Wafer data, because it could leak information on the process and possibly its yield, is very sensitive, and manufacturer are unwilling to share it. The work presented in this chapter will therefore be based on a public and open access dataset that has been “anonymized” and then donated to the community by TSMC: the WM-811K wafer map dataset [2]. The wafer production line throughput is low compared to general purpose computer vision applications, and the construction of the wafer maps is the result of a process which also involves test equipment [3]. However, since the machines are working 24/7, 365 days a year for continuous monitoring of the production quality, we seek solutions that are both accurate and low power. In addition to these constraints, and given the confidentiality of the data processed, being able to perform on-device classification instead of sending the data to a remote server is also of importance. To that end, we choose to investigate the use of highly quantized artificial neural networks to be implemented on small industry grade micro-controllers, possibly enhanced with hardware accelerators on FPGA. After having defined in this section the problem at hand, we organize this chapter as follows. Section 2.2.2 presents past works related to it while section 2.2.3 details the requirements and functional specifications of the system. Section 2.2.4 presents the method we propose and some preliminary results. Finally, section 2.2.5 wraps-up the chapter and presents possible extensions to this work.

2.2.2 Related Works

Recently, many authors have proposed different techniques for automatic detection and classification of failure wafer patterns, either using Machine Learning (ML) or Deep Learning (DL) techniques.
On the one hand, we find some approaches where a feature extraction is performed on wafer maps to obtain a reduced representation ready to be analysed and classified. In this context, different authors have highlighted the use of ML techniques, generally applied in computer vision. Some of these techniques allow for example the feature extraction using the Hough transform, the generation of probability distributions used to define specific-faulty regions, or the use of k-nearest-neighbour classifiers to distinguish faulty patterns. A key research implementing ML techniques is presented in [2]. It introduces a new set of features which, requiring low computation and storage, is used to obtain a reduced representation of wafer maps, to identify wafer maps failure patterns and to support recovery of similar failures in other wafer maps. The proposed approach applies support vector machines as classifier, preserves the rotation-invariant attribute in wafers maps and reduces the computational cost with respect to different approaches carrying spatial analysis between features maps. This work is considered as a reference because it is at the origin of the WM-811K dataset used for the experiments presented in this chapter.

· · · ·

> SHORT EXERCISE 1:
Add 122 to every coordinate in the answers of the listing, covering everything from the line containing "of the white" down to the end of the listing, and give all of those lines back in full.
The listing has no connection to the wafer map passage.

· · · ·

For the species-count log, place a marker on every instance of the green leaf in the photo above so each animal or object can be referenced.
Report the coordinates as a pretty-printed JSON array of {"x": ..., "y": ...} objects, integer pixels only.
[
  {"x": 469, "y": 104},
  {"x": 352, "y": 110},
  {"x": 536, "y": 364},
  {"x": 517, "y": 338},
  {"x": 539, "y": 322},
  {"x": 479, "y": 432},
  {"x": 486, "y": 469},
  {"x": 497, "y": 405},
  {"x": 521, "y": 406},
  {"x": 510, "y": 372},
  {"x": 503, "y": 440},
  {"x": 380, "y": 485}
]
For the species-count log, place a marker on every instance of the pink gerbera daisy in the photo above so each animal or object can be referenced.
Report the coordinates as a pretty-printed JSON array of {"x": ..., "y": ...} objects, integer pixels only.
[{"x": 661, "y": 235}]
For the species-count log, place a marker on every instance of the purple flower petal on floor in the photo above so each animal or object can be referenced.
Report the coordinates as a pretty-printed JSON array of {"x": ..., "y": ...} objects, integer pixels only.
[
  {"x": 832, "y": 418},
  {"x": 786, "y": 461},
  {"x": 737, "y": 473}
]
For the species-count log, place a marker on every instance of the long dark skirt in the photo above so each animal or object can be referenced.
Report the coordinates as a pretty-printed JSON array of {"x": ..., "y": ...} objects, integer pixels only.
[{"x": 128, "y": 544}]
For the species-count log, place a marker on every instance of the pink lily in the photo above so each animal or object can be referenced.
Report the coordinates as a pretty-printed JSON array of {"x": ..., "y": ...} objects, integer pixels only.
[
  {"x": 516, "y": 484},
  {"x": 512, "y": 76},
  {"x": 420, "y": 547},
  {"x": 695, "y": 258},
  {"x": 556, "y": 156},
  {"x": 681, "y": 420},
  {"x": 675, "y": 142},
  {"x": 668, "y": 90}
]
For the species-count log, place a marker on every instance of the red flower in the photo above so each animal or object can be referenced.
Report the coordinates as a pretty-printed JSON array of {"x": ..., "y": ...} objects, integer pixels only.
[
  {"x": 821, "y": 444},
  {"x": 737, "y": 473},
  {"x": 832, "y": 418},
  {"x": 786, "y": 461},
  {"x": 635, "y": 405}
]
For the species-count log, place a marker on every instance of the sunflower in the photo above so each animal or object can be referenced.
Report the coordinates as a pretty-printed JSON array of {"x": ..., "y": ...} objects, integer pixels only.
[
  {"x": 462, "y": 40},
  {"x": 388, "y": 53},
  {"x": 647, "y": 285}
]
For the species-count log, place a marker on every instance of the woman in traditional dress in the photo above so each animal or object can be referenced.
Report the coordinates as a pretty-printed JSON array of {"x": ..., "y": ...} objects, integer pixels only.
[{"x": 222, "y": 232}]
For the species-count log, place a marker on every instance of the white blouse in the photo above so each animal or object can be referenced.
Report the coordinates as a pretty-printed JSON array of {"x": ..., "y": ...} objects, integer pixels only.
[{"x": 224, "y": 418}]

· · · ·

> SHORT EXERCISE 2:
Copy everything from "2.2.2 Related Works" down to "Learning (DL) techniques." in the wafer map passage word for word.

> EXERCISE RESULT 1:
For the species-count log, place a marker on every instance of the white blouse in the photo above so each animal or object can be referenced.
Report the coordinates as a pretty-printed JSON array of {"x": ..., "y": ...} objects, integer pixels only.
[{"x": 346, "y": 540}]

> EXERCISE RESULT 2:
2.2.2 Related Works

Recently, many authors have proposed different techniques for automatic detection and classification of failure wafer patterns, either using Machine Learning (ML) or Deep Learning (DL) techniques.